- What the task requires: Please collect every line in the listing below that contains the word "broom". Case counts.

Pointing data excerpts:
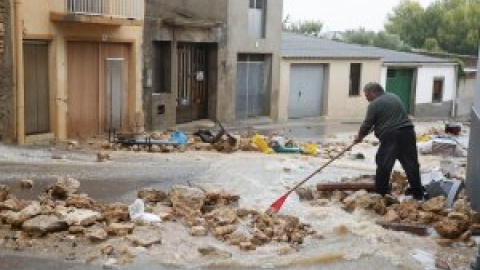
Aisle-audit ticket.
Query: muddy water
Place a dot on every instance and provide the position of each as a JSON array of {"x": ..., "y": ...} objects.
[
  {"x": 259, "y": 180},
  {"x": 113, "y": 190}
]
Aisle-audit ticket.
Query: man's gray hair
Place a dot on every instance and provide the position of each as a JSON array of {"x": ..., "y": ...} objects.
[{"x": 374, "y": 88}]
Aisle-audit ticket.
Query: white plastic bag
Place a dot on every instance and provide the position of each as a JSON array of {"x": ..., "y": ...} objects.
[{"x": 137, "y": 212}]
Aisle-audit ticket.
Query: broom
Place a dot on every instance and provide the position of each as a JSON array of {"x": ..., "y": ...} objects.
[{"x": 275, "y": 207}]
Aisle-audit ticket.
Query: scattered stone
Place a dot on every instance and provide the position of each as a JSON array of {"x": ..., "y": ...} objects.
[
  {"x": 450, "y": 229},
  {"x": 222, "y": 216},
  {"x": 152, "y": 195},
  {"x": 12, "y": 204},
  {"x": 286, "y": 250},
  {"x": 80, "y": 201},
  {"x": 164, "y": 212},
  {"x": 413, "y": 228},
  {"x": 17, "y": 218},
  {"x": 75, "y": 229},
  {"x": 110, "y": 263},
  {"x": 82, "y": 217},
  {"x": 466, "y": 236},
  {"x": 187, "y": 201},
  {"x": 237, "y": 237},
  {"x": 119, "y": 229},
  {"x": 247, "y": 246},
  {"x": 57, "y": 156},
  {"x": 64, "y": 187},
  {"x": 304, "y": 194},
  {"x": 214, "y": 252},
  {"x": 115, "y": 212},
  {"x": 221, "y": 231},
  {"x": 4, "y": 191},
  {"x": 26, "y": 183},
  {"x": 198, "y": 231},
  {"x": 43, "y": 224},
  {"x": 359, "y": 156},
  {"x": 434, "y": 205},
  {"x": 444, "y": 242},
  {"x": 341, "y": 230},
  {"x": 145, "y": 236},
  {"x": 107, "y": 249},
  {"x": 103, "y": 156},
  {"x": 96, "y": 234},
  {"x": 391, "y": 216}
]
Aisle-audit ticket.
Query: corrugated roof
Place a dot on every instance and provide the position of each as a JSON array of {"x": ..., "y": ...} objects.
[{"x": 300, "y": 46}]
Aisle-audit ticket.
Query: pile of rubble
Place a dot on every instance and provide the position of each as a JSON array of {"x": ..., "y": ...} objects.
[
  {"x": 60, "y": 215},
  {"x": 194, "y": 143},
  {"x": 452, "y": 224}
]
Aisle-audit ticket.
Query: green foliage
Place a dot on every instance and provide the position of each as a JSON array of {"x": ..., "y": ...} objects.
[
  {"x": 431, "y": 44},
  {"x": 307, "y": 27},
  {"x": 445, "y": 25},
  {"x": 371, "y": 38},
  {"x": 405, "y": 22}
]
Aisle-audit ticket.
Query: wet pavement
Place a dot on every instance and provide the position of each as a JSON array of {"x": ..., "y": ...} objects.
[{"x": 258, "y": 178}]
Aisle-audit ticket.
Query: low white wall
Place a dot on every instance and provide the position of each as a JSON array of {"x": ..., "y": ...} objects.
[{"x": 425, "y": 78}]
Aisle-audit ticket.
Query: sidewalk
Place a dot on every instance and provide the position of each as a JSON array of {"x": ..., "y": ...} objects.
[{"x": 304, "y": 129}]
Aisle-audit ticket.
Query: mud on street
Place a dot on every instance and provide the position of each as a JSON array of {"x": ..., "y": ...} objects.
[{"x": 63, "y": 209}]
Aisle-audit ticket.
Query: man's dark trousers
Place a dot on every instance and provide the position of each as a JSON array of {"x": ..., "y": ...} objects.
[{"x": 398, "y": 144}]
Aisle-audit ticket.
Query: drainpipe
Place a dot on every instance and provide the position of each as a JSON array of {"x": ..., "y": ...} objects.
[
  {"x": 455, "y": 97},
  {"x": 18, "y": 67}
]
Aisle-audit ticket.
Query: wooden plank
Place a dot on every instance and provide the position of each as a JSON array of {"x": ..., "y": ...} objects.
[
  {"x": 369, "y": 186},
  {"x": 418, "y": 229}
]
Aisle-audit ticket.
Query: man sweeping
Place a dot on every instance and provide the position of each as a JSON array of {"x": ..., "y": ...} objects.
[{"x": 387, "y": 117}]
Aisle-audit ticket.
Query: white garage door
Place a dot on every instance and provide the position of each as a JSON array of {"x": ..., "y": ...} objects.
[{"x": 306, "y": 91}]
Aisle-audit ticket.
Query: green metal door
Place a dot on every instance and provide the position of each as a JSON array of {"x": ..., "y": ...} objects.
[{"x": 399, "y": 82}]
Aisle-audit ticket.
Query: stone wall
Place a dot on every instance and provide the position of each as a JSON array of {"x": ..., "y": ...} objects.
[{"x": 6, "y": 73}]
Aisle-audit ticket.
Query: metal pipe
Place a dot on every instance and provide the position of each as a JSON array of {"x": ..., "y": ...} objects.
[{"x": 19, "y": 86}]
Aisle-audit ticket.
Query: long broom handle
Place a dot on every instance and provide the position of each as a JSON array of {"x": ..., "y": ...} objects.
[{"x": 321, "y": 168}]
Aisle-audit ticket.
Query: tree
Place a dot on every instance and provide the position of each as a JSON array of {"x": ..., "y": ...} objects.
[
  {"x": 431, "y": 44},
  {"x": 407, "y": 22},
  {"x": 448, "y": 25},
  {"x": 371, "y": 38},
  {"x": 307, "y": 27}
]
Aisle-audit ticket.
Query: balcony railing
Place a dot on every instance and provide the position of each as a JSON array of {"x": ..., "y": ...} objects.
[{"x": 130, "y": 9}]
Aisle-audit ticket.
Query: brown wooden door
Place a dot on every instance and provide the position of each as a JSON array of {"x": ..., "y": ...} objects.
[
  {"x": 192, "y": 82},
  {"x": 37, "y": 90},
  {"x": 83, "y": 89},
  {"x": 87, "y": 86}
]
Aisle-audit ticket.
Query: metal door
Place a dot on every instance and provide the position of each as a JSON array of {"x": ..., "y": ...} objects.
[
  {"x": 252, "y": 98},
  {"x": 37, "y": 94},
  {"x": 399, "y": 82},
  {"x": 114, "y": 95},
  {"x": 306, "y": 91},
  {"x": 192, "y": 98}
]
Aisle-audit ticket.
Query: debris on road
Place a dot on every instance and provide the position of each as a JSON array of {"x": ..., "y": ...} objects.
[{"x": 62, "y": 213}]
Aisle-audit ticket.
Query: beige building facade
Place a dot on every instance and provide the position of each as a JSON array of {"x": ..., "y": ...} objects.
[
  {"x": 78, "y": 65},
  {"x": 211, "y": 59}
]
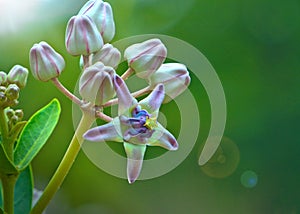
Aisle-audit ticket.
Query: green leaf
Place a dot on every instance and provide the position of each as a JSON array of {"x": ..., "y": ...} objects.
[
  {"x": 6, "y": 166},
  {"x": 35, "y": 134},
  {"x": 14, "y": 133},
  {"x": 23, "y": 192}
]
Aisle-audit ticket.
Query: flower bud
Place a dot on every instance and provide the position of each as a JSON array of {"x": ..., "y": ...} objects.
[
  {"x": 45, "y": 62},
  {"x": 3, "y": 78},
  {"x": 96, "y": 84},
  {"x": 175, "y": 78},
  {"x": 12, "y": 92},
  {"x": 9, "y": 113},
  {"x": 101, "y": 13},
  {"x": 18, "y": 75},
  {"x": 146, "y": 57},
  {"x": 19, "y": 113},
  {"x": 82, "y": 36}
]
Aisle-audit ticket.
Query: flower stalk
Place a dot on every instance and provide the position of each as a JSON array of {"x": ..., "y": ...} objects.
[{"x": 65, "y": 165}]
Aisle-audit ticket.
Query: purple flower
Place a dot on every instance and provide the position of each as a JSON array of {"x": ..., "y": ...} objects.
[{"x": 136, "y": 126}]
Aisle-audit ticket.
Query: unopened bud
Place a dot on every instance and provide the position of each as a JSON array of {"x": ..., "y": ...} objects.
[
  {"x": 108, "y": 55},
  {"x": 19, "y": 113},
  {"x": 82, "y": 36},
  {"x": 96, "y": 84},
  {"x": 18, "y": 75},
  {"x": 174, "y": 76},
  {"x": 101, "y": 13},
  {"x": 12, "y": 92},
  {"x": 45, "y": 62},
  {"x": 9, "y": 113},
  {"x": 3, "y": 78},
  {"x": 2, "y": 97},
  {"x": 146, "y": 57}
]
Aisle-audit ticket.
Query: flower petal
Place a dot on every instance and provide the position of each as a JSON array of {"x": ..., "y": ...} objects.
[
  {"x": 124, "y": 96},
  {"x": 107, "y": 132},
  {"x": 135, "y": 156},
  {"x": 163, "y": 138},
  {"x": 154, "y": 99}
]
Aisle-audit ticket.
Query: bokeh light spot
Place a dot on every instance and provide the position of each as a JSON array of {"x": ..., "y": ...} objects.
[
  {"x": 224, "y": 161},
  {"x": 249, "y": 179}
]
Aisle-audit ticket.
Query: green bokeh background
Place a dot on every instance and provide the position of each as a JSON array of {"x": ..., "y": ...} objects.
[{"x": 254, "y": 48}]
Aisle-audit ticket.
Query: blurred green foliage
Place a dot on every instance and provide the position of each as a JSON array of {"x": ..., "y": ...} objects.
[{"x": 253, "y": 46}]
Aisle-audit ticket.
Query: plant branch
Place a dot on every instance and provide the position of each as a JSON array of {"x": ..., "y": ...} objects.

- In response:
Query: broom
Query: long broom handle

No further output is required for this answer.